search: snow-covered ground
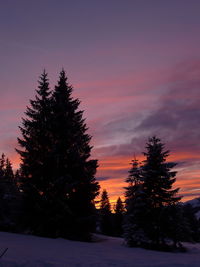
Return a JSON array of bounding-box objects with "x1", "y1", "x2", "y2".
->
[{"x1": 0, "y1": 232, "x2": 200, "y2": 267}]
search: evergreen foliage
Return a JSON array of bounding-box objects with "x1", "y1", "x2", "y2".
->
[
  {"x1": 142, "y1": 136, "x2": 181, "y2": 208},
  {"x1": 0, "y1": 70, "x2": 197, "y2": 247},
  {"x1": 17, "y1": 70, "x2": 53, "y2": 236},
  {"x1": 124, "y1": 137, "x2": 183, "y2": 250},
  {"x1": 124, "y1": 158, "x2": 149, "y2": 246},
  {"x1": 17, "y1": 70, "x2": 99, "y2": 240},
  {"x1": 159, "y1": 204, "x2": 191, "y2": 247},
  {"x1": 142, "y1": 136, "x2": 182, "y2": 248},
  {"x1": 100, "y1": 189, "x2": 111, "y2": 213},
  {"x1": 99, "y1": 189, "x2": 112, "y2": 235},
  {"x1": 113, "y1": 197, "x2": 125, "y2": 236},
  {"x1": 114, "y1": 197, "x2": 125, "y2": 214},
  {"x1": 49, "y1": 70, "x2": 100, "y2": 240},
  {"x1": 0, "y1": 154, "x2": 20, "y2": 231}
]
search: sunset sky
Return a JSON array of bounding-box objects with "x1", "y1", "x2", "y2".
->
[{"x1": 1, "y1": 0, "x2": 200, "y2": 205}]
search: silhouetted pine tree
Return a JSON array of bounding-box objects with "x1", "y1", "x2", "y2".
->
[
  {"x1": 125, "y1": 158, "x2": 142, "y2": 202},
  {"x1": 141, "y1": 136, "x2": 181, "y2": 248},
  {"x1": 124, "y1": 158, "x2": 150, "y2": 246},
  {"x1": 115, "y1": 197, "x2": 125, "y2": 214},
  {"x1": 17, "y1": 70, "x2": 53, "y2": 235},
  {"x1": 99, "y1": 189, "x2": 112, "y2": 235},
  {"x1": 0, "y1": 154, "x2": 5, "y2": 176},
  {"x1": 0, "y1": 154, "x2": 7, "y2": 229},
  {"x1": 124, "y1": 137, "x2": 183, "y2": 250},
  {"x1": 48, "y1": 70, "x2": 99, "y2": 240},
  {"x1": 17, "y1": 70, "x2": 99, "y2": 240},
  {"x1": 4, "y1": 158, "x2": 14, "y2": 180},
  {"x1": 113, "y1": 197, "x2": 125, "y2": 236},
  {"x1": 142, "y1": 136, "x2": 181, "y2": 208},
  {"x1": 0, "y1": 154, "x2": 20, "y2": 231}
]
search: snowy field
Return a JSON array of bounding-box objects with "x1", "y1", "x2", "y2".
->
[{"x1": 0, "y1": 232, "x2": 200, "y2": 266}]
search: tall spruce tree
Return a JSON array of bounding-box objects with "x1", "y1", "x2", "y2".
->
[
  {"x1": 142, "y1": 137, "x2": 182, "y2": 248},
  {"x1": 17, "y1": 70, "x2": 99, "y2": 240},
  {"x1": 124, "y1": 137, "x2": 182, "y2": 249},
  {"x1": 17, "y1": 71, "x2": 53, "y2": 235},
  {"x1": 48, "y1": 70, "x2": 99, "y2": 240}
]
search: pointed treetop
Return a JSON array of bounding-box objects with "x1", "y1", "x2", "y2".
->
[
  {"x1": 114, "y1": 197, "x2": 125, "y2": 214},
  {"x1": 43, "y1": 68, "x2": 47, "y2": 75},
  {"x1": 38, "y1": 69, "x2": 48, "y2": 84},
  {"x1": 144, "y1": 135, "x2": 169, "y2": 162},
  {"x1": 126, "y1": 157, "x2": 141, "y2": 185},
  {"x1": 59, "y1": 69, "x2": 67, "y2": 82},
  {"x1": 5, "y1": 158, "x2": 14, "y2": 179},
  {"x1": 149, "y1": 135, "x2": 160, "y2": 143},
  {"x1": 53, "y1": 69, "x2": 73, "y2": 97},
  {"x1": 36, "y1": 70, "x2": 51, "y2": 99},
  {"x1": 100, "y1": 189, "x2": 111, "y2": 213}
]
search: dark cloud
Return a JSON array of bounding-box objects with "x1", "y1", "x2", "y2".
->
[
  {"x1": 96, "y1": 176, "x2": 110, "y2": 181},
  {"x1": 179, "y1": 192, "x2": 200, "y2": 199},
  {"x1": 136, "y1": 60, "x2": 200, "y2": 155},
  {"x1": 95, "y1": 61, "x2": 200, "y2": 159}
]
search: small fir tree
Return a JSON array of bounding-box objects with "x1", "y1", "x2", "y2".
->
[
  {"x1": 141, "y1": 136, "x2": 181, "y2": 247},
  {"x1": 124, "y1": 158, "x2": 150, "y2": 246},
  {"x1": 125, "y1": 158, "x2": 142, "y2": 203},
  {"x1": 113, "y1": 197, "x2": 125, "y2": 236},
  {"x1": 4, "y1": 158, "x2": 14, "y2": 180},
  {"x1": 114, "y1": 197, "x2": 125, "y2": 214},
  {"x1": 100, "y1": 190, "x2": 111, "y2": 212},
  {"x1": 99, "y1": 189, "x2": 112, "y2": 235},
  {"x1": 0, "y1": 154, "x2": 5, "y2": 177},
  {"x1": 0, "y1": 154, "x2": 20, "y2": 231}
]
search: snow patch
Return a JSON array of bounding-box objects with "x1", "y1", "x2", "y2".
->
[{"x1": 0, "y1": 232, "x2": 199, "y2": 266}]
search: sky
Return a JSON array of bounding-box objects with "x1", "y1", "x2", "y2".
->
[{"x1": 1, "y1": 0, "x2": 200, "y2": 205}]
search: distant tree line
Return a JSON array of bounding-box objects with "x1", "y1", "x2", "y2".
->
[{"x1": 0, "y1": 70, "x2": 199, "y2": 251}]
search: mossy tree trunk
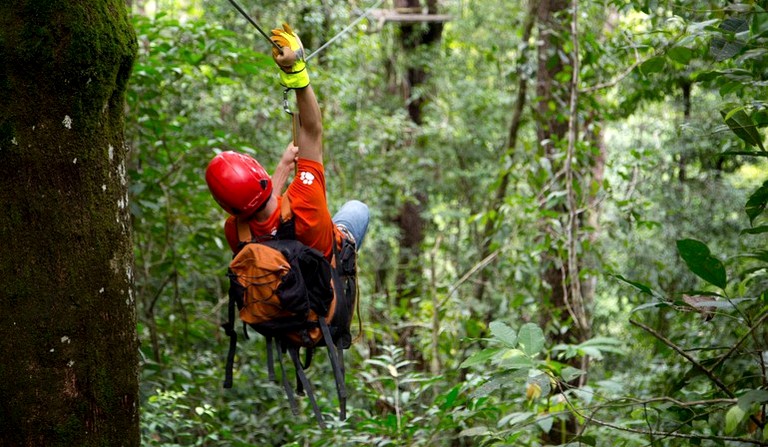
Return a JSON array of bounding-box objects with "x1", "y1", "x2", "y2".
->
[{"x1": 0, "y1": 2, "x2": 138, "y2": 446}]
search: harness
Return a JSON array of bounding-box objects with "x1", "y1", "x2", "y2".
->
[{"x1": 223, "y1": 196, "x2": 359, "y2": 427}]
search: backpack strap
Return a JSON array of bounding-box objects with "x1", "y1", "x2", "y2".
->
[
  {"x1": 287, "y1": 346, "x2": 326, "y2": 428},
  {"x1": 276, "y1": 340, "x2": 300, "y2": 416},
  {"x1": 275, "y1": 196, "x2": 296, "y2": 240},
  {"x1": 319, "y1": 315, "x2": 347, "y2": 420},
  {"x1": 266, "y1": 336, "x2": 276, "y2": 382},
  {"x1": 223, "y1": 218, "x2": 253, "y2": 389},
  {"x1": 222, "y1": 283, "x2": 238, "y2": 389}
]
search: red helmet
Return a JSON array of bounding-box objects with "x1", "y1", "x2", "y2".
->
[{"x1": 205, "y1": 151, "x2": 273, "y2": 217}]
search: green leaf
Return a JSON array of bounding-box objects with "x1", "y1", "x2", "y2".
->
[
  {"x1": 745, "y1": 181, "x2": 768, "y2": 225},
  {"x1": 489, "y1": 321, "x2": 518, "y2": 347},
  {"x1": 738, "y1": 389, "x2": 768, "y2": 409},
  {"x1": 536, "y1": 414, "x2": 554, "y2": 433},
  {"x1": 498, "y1": 411, "x2": 535, "y2": 428},
  {"x1": 725, "y1": 405, "x2": 746, "y2": 434},
  {"x1": 438, "y1": 386, "x2": 460, "y2": 410},
  {"x1": 720, "y1": 107, "x2": 766, "y2": 151},
  {"x1": 517, "y1": 323, "x2": 545, "y2": 357},
  {"x1": 752, "y1": 5, "x2": 768, "y2": 38},
  {"x1": 710, "y1": 17, "x2": 748, "y2": 61},
  {"x1": 458, "y1": 426, "x2": 490, "y2": 437},
  {"x1": 497, "y1": 349, "x2": 534, "y2": 369},
  {"x1": 460, "y1": 348, "x2": 501, "y2": 368},
  {"x1": 676, "y1": 239, "x2": 727, "y2": 289},
  {"x1": 630, "y1": 301, "x2": 669, "y2": 313},
  {"x1": 667, "y1": 47, "x2": 693, "y2": 65},
  {"x1": 574, "y1": 435, "x2": 597, "y2": 446},
  {"x1": 577, "y1": 337, "x2": 626, "y2": 356},
  {"x1": 639, "y1": 56, "x2": 665, "y2": 75},
  {"x1": 612, "y1": 274, "x2": 655, "y2": 296},
  {"x1": 693, "y1": 70, "x2": 723, "y2": 82},
  {"x1": 561, "y1": 366, "x2": 586, "y2": 382},
  {"x1": 471, "y1": 376, "x2": 506, "y2": 399},
  {"x1": 579, "y1": 346, "x2": 604, "y2": 360},
  {"x1": 741, "y1": 225, "x2": 768, "y2": 235}
]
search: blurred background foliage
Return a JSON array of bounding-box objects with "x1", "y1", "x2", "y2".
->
[{"x1": 127, "y1": 0, "x2": 768, "y2": 445}]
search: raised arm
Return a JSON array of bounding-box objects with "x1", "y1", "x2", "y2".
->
[
  {"x1": 271, "y1": 24, "x2": 323, "y2": 163},
  {"x1": 293, "y1": 84, "x2": 322, "y2": 162}
]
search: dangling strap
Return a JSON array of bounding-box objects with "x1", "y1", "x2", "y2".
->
[
  {"x1": 293, "y1": 347, "x2": 313, "y2": 396},
  {"x1": 320, "y1": 316, "x2": 347, "y2": 420},
  {"x1": 266, "y1": 336, "x2": 276, "y2": 382},
  {"x1": 302, "y1": 347, "x2": 314, "y2": 370},
  {"x1": 336, "y1": 338, "x2": 347, "y2": 420},
  {"x1": 327, "y1": 240, "x2": 350, "y2": 419},
  {"x1": 276, "y1": 341, "x2": 299, "y2": 416},
  {"x1": 288, "y1": 346, "x2": 326, "y2": 428},
  {"x1": 222, "y1": 285, "x2": 238, "y2": 389}
]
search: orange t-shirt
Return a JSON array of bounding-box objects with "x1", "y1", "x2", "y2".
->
[{"x1": 224, "y1": 158, "x2": 339, "y2": 259}]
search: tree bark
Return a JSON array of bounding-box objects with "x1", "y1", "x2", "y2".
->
[
  {"x1": 474, "y1": 0, "x2": 537, "y2": 306},
  {"x1": 535, "y1": 0, "x2": 592, "y2": 443},
  {"x1": 393, "y1": 0, "x2": 443, "y2": 365},
  {"x1": 0, "y1": 2, "x2": 139, "y2": 446}
]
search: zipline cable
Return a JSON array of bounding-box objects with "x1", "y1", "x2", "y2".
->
[
  {"x1": 225, "y1": 0, "x2": 283, "y2": 53},
  {"x1": 306, "y1": 0, "x2": 387, "y2": 61},
  {"x1": 224, "y1": 0, "x2": 386, "y2": 60},
  {"x1": 224, "y1": 0, "x2": 386, "y2": 157}
]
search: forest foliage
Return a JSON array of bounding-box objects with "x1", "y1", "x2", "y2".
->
[{"x1": 128, "y1": 0, "x2": 768, "y2": 445}]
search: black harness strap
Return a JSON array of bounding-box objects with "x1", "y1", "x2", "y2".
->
[
  {"x1": 276, "y1": 340, "x2": 299, "y2": 416},
  {"x1": 288, "y1": 346, "x2": 326, "y2": 428},
  {"x1": 320, "y1": 315, "x2": 347, "y2": 420},
  {"x1": 223, "y1": 285, "x2": 238, "y2": 389},
  {"x1": 266, "y1": 336, "x2": 276, "y2": 382}
]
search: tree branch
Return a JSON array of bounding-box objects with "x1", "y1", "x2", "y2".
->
[
  {"x1": 630, "y1": 318, "x2": 765, "y2": 430},
  {"x1": 630, "y1": 319, "x2": 734, "y2": 397}
]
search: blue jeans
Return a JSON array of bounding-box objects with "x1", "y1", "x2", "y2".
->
[{"x1": 332, "y1": 200, "x2": 370, "y2": 250}]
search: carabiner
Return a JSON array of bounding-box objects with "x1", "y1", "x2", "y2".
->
[{"x1": 283, "y1": 88, "x2": 293, "y2": 116}]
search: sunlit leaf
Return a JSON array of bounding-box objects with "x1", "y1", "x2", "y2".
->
[
  {"x1": 460, "y1": 348, "x2": 501, "y2": 368},
  {"x1": 489, "y1": 321, "x2": 517, "y2": 347},
  {"x1": 517, "y1": 323, "x2": 545, "y2": 357},
  {"x1": 498, "y1": 411, "x2": 535, "y2": 428},
  {"x1": 458, "y1": 426, "x2": 490, "y2": 437},
  {"x1": 725, "y1": 404, "x2": 746, "y2": 434},
  {"x1": 498, "y1": 349, "x2": 534, "y2": 369},
  {"x1": 536, "y1": 413, "x2": 553, "y2": 432}
]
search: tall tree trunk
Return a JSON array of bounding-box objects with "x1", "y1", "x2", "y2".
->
[
  {"x1": 393, "y1": 0, "x2": 443, "y2": 364},
  {"x1": 536, "y1": 0, "x2": 576, "y2": 339},
  {"x1": 535, "y1": 0, "x2": 594, "y2": 443},
  {"x1": 475, "y1": 0, "x2": 538, "y2": 307},
  {"x1": 0, "y1": 2, "x2": 139, "y2": 446}
]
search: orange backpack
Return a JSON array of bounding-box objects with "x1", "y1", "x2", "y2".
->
[{"x1": 221, "y1": 199, "x2": 357, "y2": 427}]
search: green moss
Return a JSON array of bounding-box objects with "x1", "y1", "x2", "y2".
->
[{"x1": 0, "y1": 1, "x2": 139, "y2": 445}]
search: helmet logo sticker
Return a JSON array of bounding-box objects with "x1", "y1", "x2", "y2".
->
[{"x1": 300, "y1": 171, "x2": 315, "y2": 185}]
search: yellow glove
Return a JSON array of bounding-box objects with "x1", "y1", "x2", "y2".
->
[{"x1": 270, "y1": 23, "x2": 309, "y2": 89}]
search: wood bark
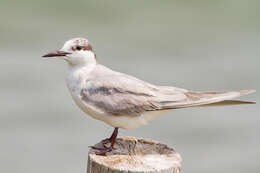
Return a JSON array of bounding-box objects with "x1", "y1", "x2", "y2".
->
[{"x1": 87, "y1": 136, "x2": 182, "y2": 173}]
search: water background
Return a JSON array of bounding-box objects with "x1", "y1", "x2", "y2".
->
[{"x1": 0, "y1": 1, "x2": 259, "y2": 173}]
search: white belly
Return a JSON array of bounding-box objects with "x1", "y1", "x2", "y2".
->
[
  {"x1": 69, "y1": 91, "x2": 170, "y2": 129},
  {"x1": 66, "y1": 67, "x2": 171, "y2": 129}
]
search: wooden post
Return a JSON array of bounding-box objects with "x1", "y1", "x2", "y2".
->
[{"x1": 87, "y1": 136, "x2": 182, "y2": 173}]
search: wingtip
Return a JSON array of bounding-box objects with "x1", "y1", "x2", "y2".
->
[{"x1": 236, "y1": 100, "x2": 256, "y2": 104}]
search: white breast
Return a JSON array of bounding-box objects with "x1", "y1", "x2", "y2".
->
[
  {"x1": 66, "y1": 66, "x2": 100, "y2": 116},
  {"x1": 66, "y1": 66, "x2": 118, "y2": 124},
  {"x1": 65, "y1": 66, "x2": 170, "y2": 129}
]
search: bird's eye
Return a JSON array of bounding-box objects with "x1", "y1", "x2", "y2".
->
[{"x1": 76, "y1": 46, "x2": 83, "y2": 51}]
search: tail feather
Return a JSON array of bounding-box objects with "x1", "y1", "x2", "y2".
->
[
  {"x1": 197, "y1": 100, "x2": 256, "y2": 107},
  {"x1": 161, "y1": 89, "x2": 256, "y2": 109}
]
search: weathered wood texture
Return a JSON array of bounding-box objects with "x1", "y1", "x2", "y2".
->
[{"x1": 87, "y1": 136, "x2": 182, "y2": 173}]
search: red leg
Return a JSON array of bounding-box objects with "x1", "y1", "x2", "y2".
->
[
  {"x1": 101, "y1": 127, "x2": 118, "y2": 146},
  {"x1": 90, "y1": 127, "x2": 119, "y2": 155},
  {"x1": 108, "y1": 127, "x2": 118, "y2": 148}
]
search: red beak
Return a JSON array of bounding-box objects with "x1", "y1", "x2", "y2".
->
[{"x1": 42, "y1": 50, "x2": 71, "y2": 57}]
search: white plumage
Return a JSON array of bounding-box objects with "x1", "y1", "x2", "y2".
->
[{"x1": 43, "y1": 38, "x2": 256, "y2": 130}]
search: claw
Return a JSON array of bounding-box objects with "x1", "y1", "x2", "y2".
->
[
  {"x1": 89, "y1": 146, "x2": 107, "y2": 150},
  {"x1": 89, "y1": 127, "x2": 119, "y2": 155},
  {"x1": 96, "y1": 147, "x2": 113, "y2": 155},
  {"x1": 101, "y1": 138, "x2": 111, "y2": 145},
  {"x1": 89, "y1": 145, "x2": 113, "y2": 155}
]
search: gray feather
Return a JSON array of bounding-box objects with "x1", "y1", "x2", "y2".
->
[{"x1": 80, "y1": 65, "x2": 255, "y2": 116}]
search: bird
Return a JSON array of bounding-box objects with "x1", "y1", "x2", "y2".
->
[{"x1": 42, "y1": 37, "x2": 255, "y2": 155}]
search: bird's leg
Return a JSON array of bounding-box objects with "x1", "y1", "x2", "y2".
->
[
  {"x1": 101, "y1": 127, "x2": 118, "y2": 147},
  {"x1": 109, "y1": 127, "x2": 118, "y2": 148},
  {"x1": 89, "y1": 127, "x2": 119, "y2": 155}
]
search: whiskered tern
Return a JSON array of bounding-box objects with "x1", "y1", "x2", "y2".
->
[{"x1": 42, "y1": 38, "x2": 255, "y2": 155}]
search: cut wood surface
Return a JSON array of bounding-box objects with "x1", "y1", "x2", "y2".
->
[{"x1": 87, "y1": 136, "x2": 182, "y2": 173}]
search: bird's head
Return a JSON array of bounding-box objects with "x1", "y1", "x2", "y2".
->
[{"x1": 42, "y1": 38, "x2": 96, "y2": 66}]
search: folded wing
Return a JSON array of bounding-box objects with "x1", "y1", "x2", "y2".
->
[
  {"x1": 80, "y1": 65, "x2": 255, "y2": 116},
  {"x1": 160, "y1": 90, "x2": 255, "y2": 109}
]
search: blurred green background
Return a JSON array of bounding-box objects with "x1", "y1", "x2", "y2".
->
[{"x1": 0, "y1": 0, "x2": 259, "y2": 173}]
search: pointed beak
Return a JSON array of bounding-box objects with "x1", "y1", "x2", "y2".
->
[{"x1": 42, "y1": 50, "x2": 71, "y2": 58}]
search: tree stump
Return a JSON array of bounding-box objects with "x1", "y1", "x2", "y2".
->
[{"x1": 87, "y1": 136, "x2": 182, "y2": 173}]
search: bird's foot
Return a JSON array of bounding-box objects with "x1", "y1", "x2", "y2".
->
[
  {"x1": 89, "y1": 127, "x2": 118, "y2": 155},
  {"x1": 89, "y1": 145, "x2": 113, "y2": 156},
  {"x1": 101, "y1": 138, "x2": 111, "y2": 145}
]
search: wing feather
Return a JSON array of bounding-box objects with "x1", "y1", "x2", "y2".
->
[
  {"x1": 80, "y1": 65, "x2": 255, "y2": 116},
  {"x1": 161, "y1": 90, "x2": 256, "y2": 109}
]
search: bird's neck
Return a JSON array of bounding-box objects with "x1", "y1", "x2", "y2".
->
[
  {"x1": 66, "y1": 61, "x2": 96, "y2": 93},
  {"x1": 67, "y1": 60, "x2": 96, "y2": 78},
  {"x1": 67, "y1": 51, "x2": 97, "y2": 73}
]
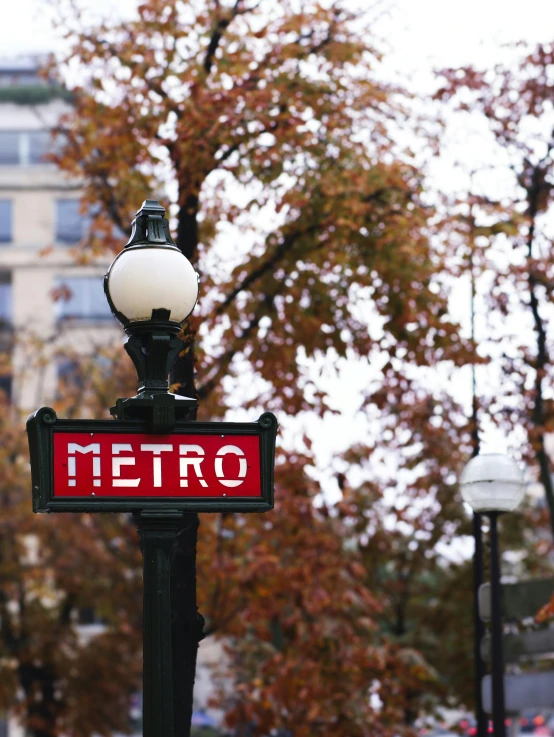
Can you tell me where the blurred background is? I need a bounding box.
[2,1,554,736]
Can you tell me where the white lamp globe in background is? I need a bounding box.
[460,453,526,513]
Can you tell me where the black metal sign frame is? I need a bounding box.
[27,407,277,513]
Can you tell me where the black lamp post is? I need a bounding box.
[472,511,488,737]
[27,198,277,737]
[460,454,525,737]
[104,199,200,737]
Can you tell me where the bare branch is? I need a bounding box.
[525,161,554,539]
[197,292,275,400]
[213,224,318,317]
[204,1,246,74]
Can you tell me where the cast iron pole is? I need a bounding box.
[136,510,185,737]
[472,512,487,737]
[489,512,505,737]
[108,200,201,737]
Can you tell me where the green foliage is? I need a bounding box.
[191,728,223,737]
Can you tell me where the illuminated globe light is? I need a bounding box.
[460,453,525,514]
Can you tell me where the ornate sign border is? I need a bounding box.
[27,407,277,513]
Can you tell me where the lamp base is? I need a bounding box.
[111,392,197,433]
[112,316,198,433]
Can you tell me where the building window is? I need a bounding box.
[0,130,51,165]
[29,131,50,164]
[0,375,12,401]
[56,357,83,391]
[0,273,12,325]
[0,69,43,87]
[0,201,11,243]
[55,356,82,401]
[53,276,113,322]
[55,199,85,244]
[0,132,19,165]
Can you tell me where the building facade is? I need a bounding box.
[0,56,119,411]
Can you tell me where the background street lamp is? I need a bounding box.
[460,454,526,737]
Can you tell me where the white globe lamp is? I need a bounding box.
[460,453,525,514]
[104,199,198,328]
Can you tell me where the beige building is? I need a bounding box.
[0,55,120,411]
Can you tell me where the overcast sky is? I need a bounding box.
[2,0,554,72]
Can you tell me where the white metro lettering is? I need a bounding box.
[140,444,173,487]
[179,445,208,488]
[112,444,140,487]
[215,445,247,488]
[67,442,101,487]
[62,438,254,493]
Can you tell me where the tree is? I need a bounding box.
[199,451,433,737]
[435,42,554,541]
[44,0,477,734]
[0,344,144,737]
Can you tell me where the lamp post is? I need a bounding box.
[460,454,525,737]
[27,198,277,737]
[105,199,199,737]
[472,510,487,737]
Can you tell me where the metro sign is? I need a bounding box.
[27,408,277,513]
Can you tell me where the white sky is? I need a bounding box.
[378,0,554,71]
[2,0,554,69]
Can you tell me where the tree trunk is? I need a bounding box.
[19,664,60,737]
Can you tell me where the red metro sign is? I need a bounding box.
[27,409,277,513]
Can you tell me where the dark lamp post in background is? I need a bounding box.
[460,454,526,737]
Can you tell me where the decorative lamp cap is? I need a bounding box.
[125,199,176,249]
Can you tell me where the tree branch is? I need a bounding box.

WORK INSTRUCTION:
The answer should be a single number: how many lines of the entries hold "backpack".

ANSWER SECTION:
2